Rewrite the lines below as a numbered list, skipping any blank lines.

── Data listing ──

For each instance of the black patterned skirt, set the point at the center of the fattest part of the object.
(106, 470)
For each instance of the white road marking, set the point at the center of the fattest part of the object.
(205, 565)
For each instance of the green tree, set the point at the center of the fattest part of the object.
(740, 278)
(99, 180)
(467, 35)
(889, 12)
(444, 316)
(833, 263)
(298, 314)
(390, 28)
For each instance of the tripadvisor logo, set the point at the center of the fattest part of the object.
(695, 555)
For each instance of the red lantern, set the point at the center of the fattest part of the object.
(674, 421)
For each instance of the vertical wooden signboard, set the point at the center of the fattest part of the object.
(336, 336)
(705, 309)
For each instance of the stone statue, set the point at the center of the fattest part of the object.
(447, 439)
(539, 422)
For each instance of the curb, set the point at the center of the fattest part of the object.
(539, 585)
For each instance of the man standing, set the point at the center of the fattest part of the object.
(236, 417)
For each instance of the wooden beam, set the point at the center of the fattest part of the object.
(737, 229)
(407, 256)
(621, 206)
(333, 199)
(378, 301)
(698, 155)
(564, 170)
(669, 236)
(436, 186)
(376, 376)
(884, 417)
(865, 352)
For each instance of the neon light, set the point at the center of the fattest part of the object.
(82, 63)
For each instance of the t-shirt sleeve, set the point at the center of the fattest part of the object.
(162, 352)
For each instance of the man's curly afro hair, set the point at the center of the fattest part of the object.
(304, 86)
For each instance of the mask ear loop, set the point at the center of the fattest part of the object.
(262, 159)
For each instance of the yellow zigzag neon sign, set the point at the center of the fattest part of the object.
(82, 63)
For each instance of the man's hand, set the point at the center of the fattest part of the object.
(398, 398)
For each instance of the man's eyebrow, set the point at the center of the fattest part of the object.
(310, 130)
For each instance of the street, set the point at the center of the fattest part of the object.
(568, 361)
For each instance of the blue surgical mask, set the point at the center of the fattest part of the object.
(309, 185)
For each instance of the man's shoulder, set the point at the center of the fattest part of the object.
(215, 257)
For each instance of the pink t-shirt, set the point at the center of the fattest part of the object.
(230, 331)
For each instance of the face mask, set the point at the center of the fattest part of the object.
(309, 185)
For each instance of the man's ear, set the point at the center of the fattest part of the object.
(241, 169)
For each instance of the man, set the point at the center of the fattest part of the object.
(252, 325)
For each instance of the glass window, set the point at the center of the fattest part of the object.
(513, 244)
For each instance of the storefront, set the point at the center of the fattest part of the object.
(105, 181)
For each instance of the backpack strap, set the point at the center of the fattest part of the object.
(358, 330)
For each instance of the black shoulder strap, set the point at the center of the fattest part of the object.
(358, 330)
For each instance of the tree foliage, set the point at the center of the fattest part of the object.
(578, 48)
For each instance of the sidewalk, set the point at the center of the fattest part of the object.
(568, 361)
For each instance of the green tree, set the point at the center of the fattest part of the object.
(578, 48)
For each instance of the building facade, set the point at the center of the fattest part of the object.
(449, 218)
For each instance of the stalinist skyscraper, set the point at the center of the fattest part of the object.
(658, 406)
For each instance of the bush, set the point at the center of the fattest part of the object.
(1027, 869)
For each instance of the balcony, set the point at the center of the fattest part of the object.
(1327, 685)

───

» The answer
1. For each instance of the black patterned skirt, set the point at the center of the fattest part of the object.
2. (106, 470)
3. For each instance of the white road marking, set the point at the center of the fattest part of the object.
4. (205, 565)
5. For each instance of the green tree, set the point at the center of the fattest part of the object.
6. (740, 278)
7. (99, 180)
8. (467, 35)
9. (889, 12)
10. (444, 316)
11. (833, 263)
12. (298, 314)
13. (390, 28)
14. For each instance of the tripadvisor logo, set the point at the center of the fattest part of the object.
15. (695, 555)
16. For each instance of the red lantern, set the point at the center of the fattest part of the object.
17. (674, 421)
18. For each instance of the vertical wooden signboard, set the point at the center of the fattest part of the object.
19. (336, 336)
20. (705, 309)
21. For each instance of the stone statue, set the point at the center of the fattest part of the object.
22. (447, 439)
23. (539, 422)
24. For each instance of the curb, set the point at the center of the fattest part of the object.
25. (539, 585)
26. For each instance of the man standing, set the point at the center of the fattest part of the object.
27. (236, 417)
28. For each instance of the wooden beam, set the point at the center of the fattest part of the object.
29. (737, 229)
30. (407, 256)
31. (621, 206)
32. (333, 199)
33. (378, 301)
34. (698, 155)
35. (564, 170)
36. (669, 236)
37. (436, 186)
38. (376, 376)
39. (884, 417)
40. (865, 352)
41. For each instance of the neon light, set the point at the center of the fattest part of the object.
42. (82, 63)
43. For each instance of the t-shirt sleeve, set the point at the center of the fattest part of the object.
44. (162, 352)
45. For each instance of the man's curly afro hair, set the point at the center of the fattest part of the object.
46. (304, 86)
47. For each instance of the mask ear loop, set the point at the center of the fattest part of the object.
48. (262, 159)
49. For each instance of the yellow zigzag neon sign, set the point at the center of the fattest part of the object.
50. (82, 63)
51. For each instance of the man's hand, set the point at the center of the fattest part of the object.
52. (398, 398)
53. For each instance of the man's eyebrow, set the point at the center of the fattest part of the object.
54. (310, 130)
55. For each instance of the street, set the point at the center of the fattest part of the object.
56. (568, 361)
57. For each instance of the blue surgical mask, set the point at the center of the fattest part of the object.
58. (309, 185)
59. For each instance of the man's shoulder, set the point at the center of the fattest part of the object.
60. (215, 257)
61. For each instance of the pink t-shirt, set the point at the center of the fattest part of the object.
62. (230, 331)
63. For each instance of the face mask, set the point at the center of the fattest part of the object.
64. (309, 185)
65. For each instance of the man's ear, set the point at the center of the fattest part of the object.
66. (241, 169)
67. For each instance of the man, set the point at the center of the fattest part of the object.
68. (252, 325)
69. For each instance of the glass window, set the point at the center of the fattest part of the object.
70. (513, 244)
71. For each instance of the storefront, set the point at the center of the fattest part of the object.
72. (105, 181)
73. For each instance of the backpack strap, set the point at the center of the fattest part of the object.
74. (358, 330)
75. For each instance of the black shoulder strap, set the point at the center of the fattest part of the object.
76. (358, 330)
77. For each instance of the tree foliage, set the point at the center of the fattest part of the object.
78. (578, 48)
79. For each instance of the sidewalk, set the point at the center of the fattest part of the object.
80. (568, 361)
81. For each instance of the green tree, set the point at the center of the fattest part of the object.
82. (578, 48)
83. For each instance of the building facade, set the point at the center of the fattest part of the object.
84. (449, 218)
85. For each instance of the stalinist skyscraper, set the point at the center of the fattest part of the object.
86. (658, 406)
87. For each instance of the bush, set the point at the center of the fattest part of the object.
88. (1027, 869)
89. For each instance of the balcony, set the point at the center of the fattest part of the object.
90. (1327, 685)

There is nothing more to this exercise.